REQUEST:
Please find every line in the data below that contains the word "railing" and copy each of those lines out in full. Case counts, so match only lines where the word has that exact capitalization.

RAW DATA:
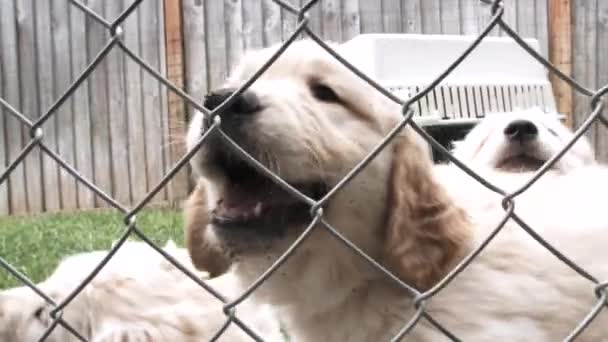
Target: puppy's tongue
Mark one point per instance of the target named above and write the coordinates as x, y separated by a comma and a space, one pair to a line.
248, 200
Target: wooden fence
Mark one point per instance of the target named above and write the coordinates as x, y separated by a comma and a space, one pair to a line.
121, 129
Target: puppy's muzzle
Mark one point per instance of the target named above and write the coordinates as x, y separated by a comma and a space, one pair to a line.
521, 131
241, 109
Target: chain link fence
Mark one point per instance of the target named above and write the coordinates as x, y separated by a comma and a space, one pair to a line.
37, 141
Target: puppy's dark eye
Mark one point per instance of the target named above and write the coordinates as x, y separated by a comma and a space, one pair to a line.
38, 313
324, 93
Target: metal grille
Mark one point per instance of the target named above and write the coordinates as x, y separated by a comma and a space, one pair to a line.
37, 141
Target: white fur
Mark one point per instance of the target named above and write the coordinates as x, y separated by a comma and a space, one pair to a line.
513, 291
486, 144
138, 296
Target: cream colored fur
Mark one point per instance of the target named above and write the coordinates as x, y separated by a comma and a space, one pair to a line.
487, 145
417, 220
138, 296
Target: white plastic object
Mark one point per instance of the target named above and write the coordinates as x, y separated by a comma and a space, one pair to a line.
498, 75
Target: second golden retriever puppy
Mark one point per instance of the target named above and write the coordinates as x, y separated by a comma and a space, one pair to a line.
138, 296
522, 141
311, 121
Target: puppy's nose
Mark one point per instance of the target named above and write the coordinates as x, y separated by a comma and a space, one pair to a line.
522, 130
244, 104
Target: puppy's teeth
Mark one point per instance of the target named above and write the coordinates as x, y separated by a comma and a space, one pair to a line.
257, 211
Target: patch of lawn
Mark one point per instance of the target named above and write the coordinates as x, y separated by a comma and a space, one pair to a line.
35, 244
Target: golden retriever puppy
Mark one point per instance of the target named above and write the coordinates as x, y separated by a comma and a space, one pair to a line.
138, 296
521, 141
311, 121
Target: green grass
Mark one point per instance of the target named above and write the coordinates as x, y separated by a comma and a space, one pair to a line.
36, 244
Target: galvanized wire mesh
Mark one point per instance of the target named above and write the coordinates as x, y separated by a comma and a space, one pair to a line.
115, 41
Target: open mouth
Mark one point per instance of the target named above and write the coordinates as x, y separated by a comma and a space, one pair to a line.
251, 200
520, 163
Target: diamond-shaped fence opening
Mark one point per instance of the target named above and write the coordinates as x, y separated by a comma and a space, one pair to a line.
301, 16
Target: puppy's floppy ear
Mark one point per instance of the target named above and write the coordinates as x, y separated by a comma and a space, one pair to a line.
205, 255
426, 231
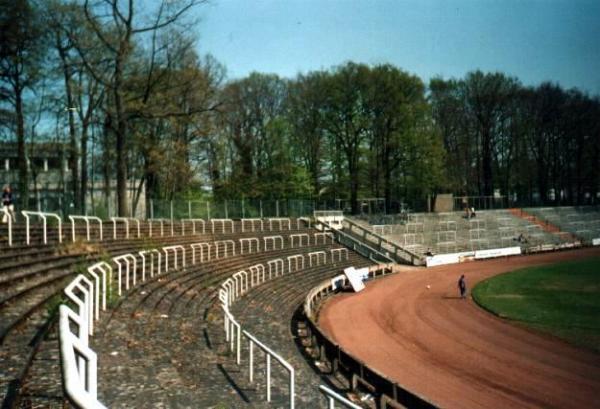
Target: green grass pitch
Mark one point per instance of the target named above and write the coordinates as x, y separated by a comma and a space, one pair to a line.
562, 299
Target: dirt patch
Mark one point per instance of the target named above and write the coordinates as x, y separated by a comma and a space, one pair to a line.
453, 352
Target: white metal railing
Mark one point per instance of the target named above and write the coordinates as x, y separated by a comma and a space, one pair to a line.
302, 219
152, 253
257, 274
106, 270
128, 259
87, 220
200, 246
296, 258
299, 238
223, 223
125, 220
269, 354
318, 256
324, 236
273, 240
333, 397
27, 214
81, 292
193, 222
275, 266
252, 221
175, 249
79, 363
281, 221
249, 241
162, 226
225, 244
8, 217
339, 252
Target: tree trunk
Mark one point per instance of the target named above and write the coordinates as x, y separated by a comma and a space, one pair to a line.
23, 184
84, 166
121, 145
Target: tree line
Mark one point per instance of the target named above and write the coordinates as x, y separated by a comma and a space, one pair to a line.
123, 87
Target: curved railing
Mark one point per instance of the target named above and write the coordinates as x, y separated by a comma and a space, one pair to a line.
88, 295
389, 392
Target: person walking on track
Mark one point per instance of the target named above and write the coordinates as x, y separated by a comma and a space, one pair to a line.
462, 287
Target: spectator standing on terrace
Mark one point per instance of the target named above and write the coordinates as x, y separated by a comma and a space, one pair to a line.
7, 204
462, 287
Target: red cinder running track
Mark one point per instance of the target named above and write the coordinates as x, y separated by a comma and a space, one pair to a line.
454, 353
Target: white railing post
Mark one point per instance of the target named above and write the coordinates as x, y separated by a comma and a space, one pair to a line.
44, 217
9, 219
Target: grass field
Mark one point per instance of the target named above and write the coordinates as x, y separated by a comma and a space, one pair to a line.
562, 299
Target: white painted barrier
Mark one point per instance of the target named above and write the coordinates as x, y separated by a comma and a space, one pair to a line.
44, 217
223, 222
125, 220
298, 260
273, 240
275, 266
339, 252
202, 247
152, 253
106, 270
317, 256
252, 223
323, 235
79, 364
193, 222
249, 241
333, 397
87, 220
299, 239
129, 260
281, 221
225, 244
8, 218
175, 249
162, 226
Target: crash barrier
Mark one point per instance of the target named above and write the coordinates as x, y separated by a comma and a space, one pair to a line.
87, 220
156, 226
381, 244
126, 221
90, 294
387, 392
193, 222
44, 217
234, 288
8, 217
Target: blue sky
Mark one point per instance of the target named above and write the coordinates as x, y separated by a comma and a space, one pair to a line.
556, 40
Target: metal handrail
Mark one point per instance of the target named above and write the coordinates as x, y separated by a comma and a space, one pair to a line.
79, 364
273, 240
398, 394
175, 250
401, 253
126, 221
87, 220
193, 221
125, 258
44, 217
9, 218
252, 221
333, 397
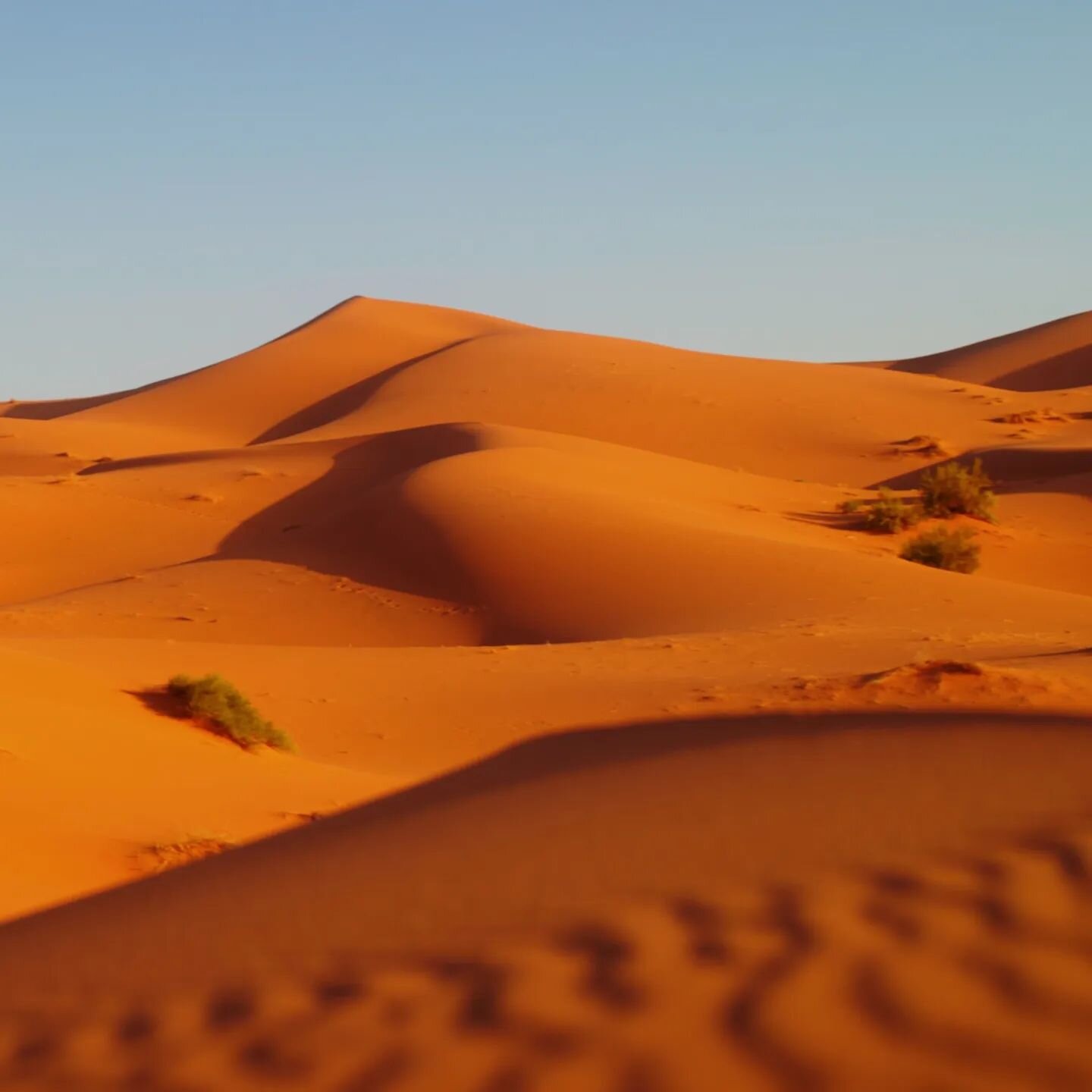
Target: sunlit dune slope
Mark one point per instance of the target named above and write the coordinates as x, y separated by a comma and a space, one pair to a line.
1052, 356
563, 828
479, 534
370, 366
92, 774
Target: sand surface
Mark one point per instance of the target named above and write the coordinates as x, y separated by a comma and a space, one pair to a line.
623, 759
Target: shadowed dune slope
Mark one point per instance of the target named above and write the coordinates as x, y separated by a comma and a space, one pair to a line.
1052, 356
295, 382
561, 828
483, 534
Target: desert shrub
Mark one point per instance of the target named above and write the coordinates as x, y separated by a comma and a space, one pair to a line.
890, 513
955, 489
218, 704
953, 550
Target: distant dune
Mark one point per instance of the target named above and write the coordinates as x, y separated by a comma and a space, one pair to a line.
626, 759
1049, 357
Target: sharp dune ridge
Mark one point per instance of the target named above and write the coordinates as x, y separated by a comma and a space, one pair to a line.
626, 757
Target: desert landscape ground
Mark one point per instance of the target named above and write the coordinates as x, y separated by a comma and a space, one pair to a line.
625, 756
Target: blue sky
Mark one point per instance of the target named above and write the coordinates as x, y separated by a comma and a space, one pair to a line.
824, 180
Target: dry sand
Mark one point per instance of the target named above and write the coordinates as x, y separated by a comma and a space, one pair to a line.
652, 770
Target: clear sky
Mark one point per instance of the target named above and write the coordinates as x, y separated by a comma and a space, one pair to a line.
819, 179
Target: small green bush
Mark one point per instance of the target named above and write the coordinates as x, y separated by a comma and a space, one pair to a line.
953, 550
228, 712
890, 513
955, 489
* * *
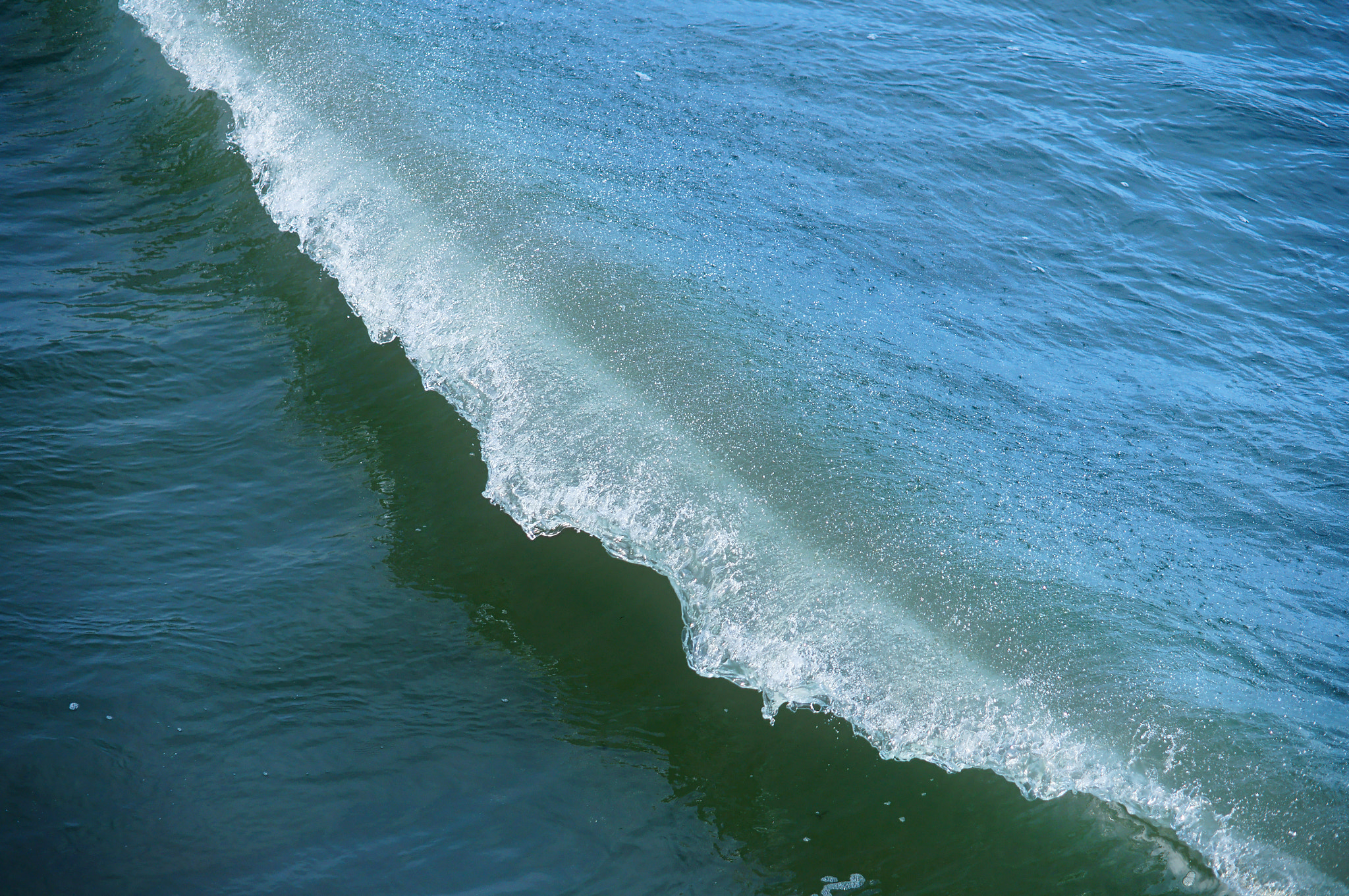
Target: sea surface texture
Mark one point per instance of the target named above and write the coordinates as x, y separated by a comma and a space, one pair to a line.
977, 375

SOLUTION TO THIS PROBLEM:
Target: white metal railing
Target: curved railing
Target: white railing post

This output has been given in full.